▶ [Items in a dataset]
__________________________________________________
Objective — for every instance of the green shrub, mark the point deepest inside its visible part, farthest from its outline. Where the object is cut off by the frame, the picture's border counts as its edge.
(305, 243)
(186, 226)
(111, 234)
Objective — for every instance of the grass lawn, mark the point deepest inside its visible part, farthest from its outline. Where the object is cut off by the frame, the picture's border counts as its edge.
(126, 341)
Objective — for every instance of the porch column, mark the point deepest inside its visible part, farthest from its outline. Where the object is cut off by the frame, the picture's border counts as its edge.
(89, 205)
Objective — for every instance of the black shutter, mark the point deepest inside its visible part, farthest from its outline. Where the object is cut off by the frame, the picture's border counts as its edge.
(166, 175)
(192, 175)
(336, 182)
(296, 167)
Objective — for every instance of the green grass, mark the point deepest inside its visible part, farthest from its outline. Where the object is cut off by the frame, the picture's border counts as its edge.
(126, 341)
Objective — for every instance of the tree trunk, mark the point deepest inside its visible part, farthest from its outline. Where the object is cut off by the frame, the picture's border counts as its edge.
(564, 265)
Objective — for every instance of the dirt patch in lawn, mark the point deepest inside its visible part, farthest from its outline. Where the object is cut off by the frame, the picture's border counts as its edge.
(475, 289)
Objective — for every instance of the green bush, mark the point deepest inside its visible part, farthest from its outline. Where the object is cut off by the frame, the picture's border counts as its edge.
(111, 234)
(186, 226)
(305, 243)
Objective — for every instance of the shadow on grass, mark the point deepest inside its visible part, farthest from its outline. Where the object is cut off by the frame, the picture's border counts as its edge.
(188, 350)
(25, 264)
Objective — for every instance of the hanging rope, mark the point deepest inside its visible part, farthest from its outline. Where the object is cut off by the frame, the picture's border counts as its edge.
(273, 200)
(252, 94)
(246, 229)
__________________________________________________
▶ [What is expected]
Extract every item above and copy each one out word for word.

▶ [Final result]
Objective — for every instance of the green shrub, mark the point deepest inside its visible part, farthest from its outline. Where the object is cut off by the frame, the picture's border counts as its edge.
(305, 243)
(186, 226)
(111, 234)
Objective — for every instance of the grass lawn, mark the point deepest inside its visible part, farthest from its outline. Where the object is cut off by the frame, the picture's border counts as its edge.
(126, 341)
Objective — for every instance of the porch column, mark the point deepest inside its visible part, farthest from its outline. Where the object is cut off by the frame, the picture's border counts as its edge.
(89, 205)
Objective — for every instance of the black shutter, mark the point deepest inside its visible part, farthest from its outline. Where the object is cut off by the frame, the picture's border counts as its edge.
(166, 175)
(192, 175)
(336, 182)
(296, 167)
Objective — for every instance of the green grass, mark the point deepest inside its visible part, farthest from its outline. Where the object is cut off by the frame, the picture's border counts as its edge.
(126, 341)
Objective — for every instance of the tree trunk, mark the point deepest inside its visible part, farthest from its outline. Where the object is cut off by the frame, the picture's border counts as its edge.
(564, 265)
Objective — for every instance of the dirt patch in lawn, mark the point deepest inside its visible part, farthest from its outline. Where the object is cut off by the frame, the picture's border counts as its edge.
(475, 289)
Objective — for every instance of the green bush, mark the point deepest inside its visible part, farthest from its outline. Where the object is cut off by the frame, the picture's border counts as its edge.
(111, 234)
(186, 226)
(305, 243)
Objective — for every instance of the shadow on grass, mark the point deepest inside its visible part, farthest from its outline. Where the object is cut off by the frame, the picture's border counts as its edge.
(188, 350)
(25, 264)
Objective — for every instance of the hanging rope, mark the point deepest inside its visible part, farthest from its outline. Where the object is cut off by the frame, the picture's border counts as its edge.
(273, 200)
(252, 94)
(246, 229)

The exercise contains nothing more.